BEGIN EXERCISE MATERIAL

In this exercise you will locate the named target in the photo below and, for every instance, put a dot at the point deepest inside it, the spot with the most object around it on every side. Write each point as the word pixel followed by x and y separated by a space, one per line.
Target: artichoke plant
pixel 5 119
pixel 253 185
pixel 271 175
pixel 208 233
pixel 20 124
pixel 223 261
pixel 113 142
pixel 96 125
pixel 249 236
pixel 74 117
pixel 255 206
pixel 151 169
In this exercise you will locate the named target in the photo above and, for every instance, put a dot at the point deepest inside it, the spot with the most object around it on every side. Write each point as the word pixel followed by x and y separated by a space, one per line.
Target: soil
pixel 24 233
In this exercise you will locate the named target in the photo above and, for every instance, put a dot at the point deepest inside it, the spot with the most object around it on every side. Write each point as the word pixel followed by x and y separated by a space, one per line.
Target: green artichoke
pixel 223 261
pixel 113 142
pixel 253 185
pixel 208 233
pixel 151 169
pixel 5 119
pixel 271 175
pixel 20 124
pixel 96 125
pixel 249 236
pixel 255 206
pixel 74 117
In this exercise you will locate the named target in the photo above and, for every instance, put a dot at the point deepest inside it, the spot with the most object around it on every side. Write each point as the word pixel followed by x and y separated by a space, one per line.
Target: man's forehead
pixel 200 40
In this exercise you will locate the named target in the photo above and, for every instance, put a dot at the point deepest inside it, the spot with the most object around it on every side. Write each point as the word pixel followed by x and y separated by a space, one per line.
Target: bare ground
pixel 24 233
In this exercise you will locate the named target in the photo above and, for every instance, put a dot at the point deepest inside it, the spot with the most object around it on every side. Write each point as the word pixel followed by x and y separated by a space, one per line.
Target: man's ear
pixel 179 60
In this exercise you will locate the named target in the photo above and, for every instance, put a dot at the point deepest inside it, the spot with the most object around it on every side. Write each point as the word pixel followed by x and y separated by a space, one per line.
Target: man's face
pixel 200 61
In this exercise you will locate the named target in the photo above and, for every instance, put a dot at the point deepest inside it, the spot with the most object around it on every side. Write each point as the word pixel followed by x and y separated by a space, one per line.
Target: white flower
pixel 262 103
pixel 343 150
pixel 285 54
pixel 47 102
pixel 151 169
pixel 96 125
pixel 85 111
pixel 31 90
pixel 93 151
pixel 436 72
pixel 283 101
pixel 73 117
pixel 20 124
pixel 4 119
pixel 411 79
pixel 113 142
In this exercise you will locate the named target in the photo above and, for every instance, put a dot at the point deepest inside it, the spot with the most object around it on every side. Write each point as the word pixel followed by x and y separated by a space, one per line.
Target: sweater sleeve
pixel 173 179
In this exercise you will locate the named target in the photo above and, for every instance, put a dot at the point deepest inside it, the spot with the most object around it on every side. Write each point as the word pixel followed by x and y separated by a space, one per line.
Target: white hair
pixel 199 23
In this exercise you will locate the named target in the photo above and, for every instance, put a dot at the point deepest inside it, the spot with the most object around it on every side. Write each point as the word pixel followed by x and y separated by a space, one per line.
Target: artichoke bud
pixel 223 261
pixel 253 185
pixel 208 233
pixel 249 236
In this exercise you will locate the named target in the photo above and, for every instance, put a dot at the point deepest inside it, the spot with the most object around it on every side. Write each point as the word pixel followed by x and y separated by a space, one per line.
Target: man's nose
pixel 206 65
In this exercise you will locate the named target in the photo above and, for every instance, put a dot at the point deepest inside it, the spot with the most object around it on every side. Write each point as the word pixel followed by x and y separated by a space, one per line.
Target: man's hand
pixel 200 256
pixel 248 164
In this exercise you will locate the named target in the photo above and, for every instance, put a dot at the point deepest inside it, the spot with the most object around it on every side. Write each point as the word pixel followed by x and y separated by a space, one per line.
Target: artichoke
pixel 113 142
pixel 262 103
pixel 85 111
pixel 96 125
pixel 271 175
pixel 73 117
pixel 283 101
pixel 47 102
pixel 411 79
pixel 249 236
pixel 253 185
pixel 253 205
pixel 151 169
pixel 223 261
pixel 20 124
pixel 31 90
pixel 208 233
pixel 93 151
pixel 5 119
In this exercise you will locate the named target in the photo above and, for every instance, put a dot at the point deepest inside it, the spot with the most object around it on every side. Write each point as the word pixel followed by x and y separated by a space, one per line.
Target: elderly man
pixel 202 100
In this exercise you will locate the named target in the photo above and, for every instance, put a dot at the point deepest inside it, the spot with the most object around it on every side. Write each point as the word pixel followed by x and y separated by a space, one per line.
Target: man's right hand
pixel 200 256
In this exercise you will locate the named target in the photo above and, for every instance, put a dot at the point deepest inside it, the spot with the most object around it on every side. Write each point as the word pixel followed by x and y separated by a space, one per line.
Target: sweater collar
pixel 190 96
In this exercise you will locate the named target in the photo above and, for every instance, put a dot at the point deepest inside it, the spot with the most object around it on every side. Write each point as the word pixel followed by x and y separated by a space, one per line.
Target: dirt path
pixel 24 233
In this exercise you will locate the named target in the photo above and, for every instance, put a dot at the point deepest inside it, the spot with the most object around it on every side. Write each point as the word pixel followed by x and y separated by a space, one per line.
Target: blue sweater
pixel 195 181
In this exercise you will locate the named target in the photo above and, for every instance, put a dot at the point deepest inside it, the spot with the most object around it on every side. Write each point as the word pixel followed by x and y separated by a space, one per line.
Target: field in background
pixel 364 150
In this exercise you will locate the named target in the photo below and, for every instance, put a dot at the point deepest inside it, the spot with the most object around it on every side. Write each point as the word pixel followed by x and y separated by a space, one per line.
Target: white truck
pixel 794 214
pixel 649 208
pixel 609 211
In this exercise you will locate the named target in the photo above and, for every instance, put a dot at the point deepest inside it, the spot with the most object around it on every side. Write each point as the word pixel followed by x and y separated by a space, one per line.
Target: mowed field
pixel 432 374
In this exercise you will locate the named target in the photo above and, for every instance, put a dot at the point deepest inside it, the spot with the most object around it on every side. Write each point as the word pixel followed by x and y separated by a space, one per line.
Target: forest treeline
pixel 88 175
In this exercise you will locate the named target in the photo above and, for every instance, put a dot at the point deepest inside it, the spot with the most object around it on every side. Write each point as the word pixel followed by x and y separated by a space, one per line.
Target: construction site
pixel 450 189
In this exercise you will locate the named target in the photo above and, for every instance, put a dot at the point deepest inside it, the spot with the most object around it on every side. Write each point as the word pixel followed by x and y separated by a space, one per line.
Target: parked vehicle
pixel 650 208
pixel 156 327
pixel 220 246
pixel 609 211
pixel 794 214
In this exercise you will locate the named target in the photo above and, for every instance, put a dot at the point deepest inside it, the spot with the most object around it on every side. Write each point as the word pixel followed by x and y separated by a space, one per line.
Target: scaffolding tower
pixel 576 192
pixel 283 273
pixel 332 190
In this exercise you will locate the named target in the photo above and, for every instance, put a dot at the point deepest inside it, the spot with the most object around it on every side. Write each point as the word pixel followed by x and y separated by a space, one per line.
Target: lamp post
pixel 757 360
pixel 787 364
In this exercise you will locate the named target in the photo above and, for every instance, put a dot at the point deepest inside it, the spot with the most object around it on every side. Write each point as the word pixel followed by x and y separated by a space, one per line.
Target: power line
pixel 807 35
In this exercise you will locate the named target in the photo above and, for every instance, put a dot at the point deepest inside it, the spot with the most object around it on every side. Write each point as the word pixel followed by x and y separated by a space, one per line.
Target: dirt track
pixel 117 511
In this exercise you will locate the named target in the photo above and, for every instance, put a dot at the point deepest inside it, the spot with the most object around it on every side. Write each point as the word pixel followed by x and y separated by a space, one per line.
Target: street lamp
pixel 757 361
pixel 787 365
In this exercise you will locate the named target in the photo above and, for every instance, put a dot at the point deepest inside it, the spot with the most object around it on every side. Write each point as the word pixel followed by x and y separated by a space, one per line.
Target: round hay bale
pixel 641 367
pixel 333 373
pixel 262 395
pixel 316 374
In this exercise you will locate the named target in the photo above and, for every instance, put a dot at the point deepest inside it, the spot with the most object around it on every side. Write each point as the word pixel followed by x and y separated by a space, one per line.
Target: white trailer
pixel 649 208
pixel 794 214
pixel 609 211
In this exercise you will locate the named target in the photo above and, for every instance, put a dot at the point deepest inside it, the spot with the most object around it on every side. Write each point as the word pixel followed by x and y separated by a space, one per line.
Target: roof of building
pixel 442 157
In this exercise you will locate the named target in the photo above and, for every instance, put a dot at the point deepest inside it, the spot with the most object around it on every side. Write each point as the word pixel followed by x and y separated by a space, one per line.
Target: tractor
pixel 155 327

END EXERCISE MATERIAL

## REQUIRED WORK
Show every line of the listing above that contains the word "artichoke", copying each line whole.

## TASK ANSWER
Target: artichoke plant
Target: green artichoke
Target: artichoke bud
Target: artichoke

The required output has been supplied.